Bruno
Estrada López | Economista. Director de
Estudios de la Fundación 1º de Mayo
Artículo publicado en nuevatribuna.es con fecha 5 Junio 2013
En marzo de 1938 la Österreich Republik, la República de Austria, se convirtió
en la provincia alemana de Ostmark. No cabe hacer comparaciones odiosas sobre cómo se produjo la anexión de Austria a Alemania y el
actual proceso de pérdida de soberanía política y económica de nuestro país. Pero si resulta interesante
utilizar el vocablo Spanienmark como síntesis sobre esa pérdida de soberanía que está sufriendo nuestro país debido a las decisiones políticas adoptadas por el gobierno de Rajoy.
El gobierno justifica esa pérdida
de soberanía por el elevado endeudamiento
exterior de nuestro país. Por ello, previamente a
analizar las consecuencias de ese vaciamiento de la acción de gobierno, merece la pena remarcar la distinción que existe entre “la culpa”, que nefasta palabra vinculada a la moral judeocristiana,
y “el dolo”. La culpa, en sentido jurídico
estricto, es definida como la falta de intención
en el sujeto activo de provocar las consecuencias que el acto que emprende
suscita, mientras que el dolo es la intención
de cometer el acto en cuestión y de causar sus
consecuencias, por lo que los juristas consideran que el sujeto, previamente a
la comisión del acto, debió de representarse mentalmente el resultado del mismo.
La responsabilidad de un proceso de endeudamiento es de las
dos partes, de quien solicita el crédito y de quien lo concede,
pero el dolo, la voluntad de prestar dinero a personas y empresas sobre las que
había serias dudas sobre su
capacidad de devolver el dinero, es del prestamista. Porque no olvidemos que
quién define la solvencia de una
persona, una empresa o un país es quién presta el dinero. Que los supuestos profesionales (Banco
de España, Fondo Monetario
Internacional, BCE, bancos privados, cajas de ahorros, agencias de rating) que
evaluaron los riesgos de particulares, empresas y estados obraron
incorrectamente es evidente, pero lo que conviene remarcar es que en muchos
casos no fueron errores técnicos sino decisiones
plenamente conscientes de que se estaban concediendo créditos incobrables.
☆ ☆ ☆ ☆
◆ Tu objetivo ◆
Según el artículo sobre la pérdida de soberanía, ¿de quién es el dolo en un proceso de endeudamiento? Los registros no son necesarios.

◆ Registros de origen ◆
☆ ☆ ☆ ☆
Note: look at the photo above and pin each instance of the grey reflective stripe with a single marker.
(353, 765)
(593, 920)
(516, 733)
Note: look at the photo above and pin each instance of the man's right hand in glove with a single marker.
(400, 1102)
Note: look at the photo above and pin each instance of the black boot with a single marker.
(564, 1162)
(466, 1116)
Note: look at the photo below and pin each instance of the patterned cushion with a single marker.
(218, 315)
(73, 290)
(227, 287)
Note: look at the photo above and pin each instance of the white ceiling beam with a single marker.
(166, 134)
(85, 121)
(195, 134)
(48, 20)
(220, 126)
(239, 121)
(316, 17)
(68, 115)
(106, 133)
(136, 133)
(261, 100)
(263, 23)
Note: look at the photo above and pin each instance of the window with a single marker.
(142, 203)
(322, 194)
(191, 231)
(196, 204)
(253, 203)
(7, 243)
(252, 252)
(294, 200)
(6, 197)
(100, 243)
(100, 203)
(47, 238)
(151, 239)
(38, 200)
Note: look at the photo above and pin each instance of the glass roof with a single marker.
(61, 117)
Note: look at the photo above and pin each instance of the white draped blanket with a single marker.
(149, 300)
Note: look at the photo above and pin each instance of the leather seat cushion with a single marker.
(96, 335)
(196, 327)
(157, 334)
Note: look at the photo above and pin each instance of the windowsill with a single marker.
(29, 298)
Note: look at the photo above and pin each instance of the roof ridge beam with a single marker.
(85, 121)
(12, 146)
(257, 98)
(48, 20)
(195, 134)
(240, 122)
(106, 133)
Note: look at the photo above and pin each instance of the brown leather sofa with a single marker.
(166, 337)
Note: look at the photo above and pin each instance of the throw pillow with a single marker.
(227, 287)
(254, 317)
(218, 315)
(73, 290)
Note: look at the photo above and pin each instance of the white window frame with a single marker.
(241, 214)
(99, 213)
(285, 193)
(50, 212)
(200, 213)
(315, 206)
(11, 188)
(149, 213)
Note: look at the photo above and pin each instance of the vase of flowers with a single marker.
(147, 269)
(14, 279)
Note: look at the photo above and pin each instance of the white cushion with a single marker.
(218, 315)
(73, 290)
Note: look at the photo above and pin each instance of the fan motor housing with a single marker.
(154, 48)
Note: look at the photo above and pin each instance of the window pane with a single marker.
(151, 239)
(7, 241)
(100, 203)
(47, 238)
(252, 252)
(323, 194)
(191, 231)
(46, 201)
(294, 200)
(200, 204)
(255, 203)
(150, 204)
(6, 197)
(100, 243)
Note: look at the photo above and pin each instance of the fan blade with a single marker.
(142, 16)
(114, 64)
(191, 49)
☆ ☆ ☆ ☆
◆ Solución propuesta ◆
Del prestamista.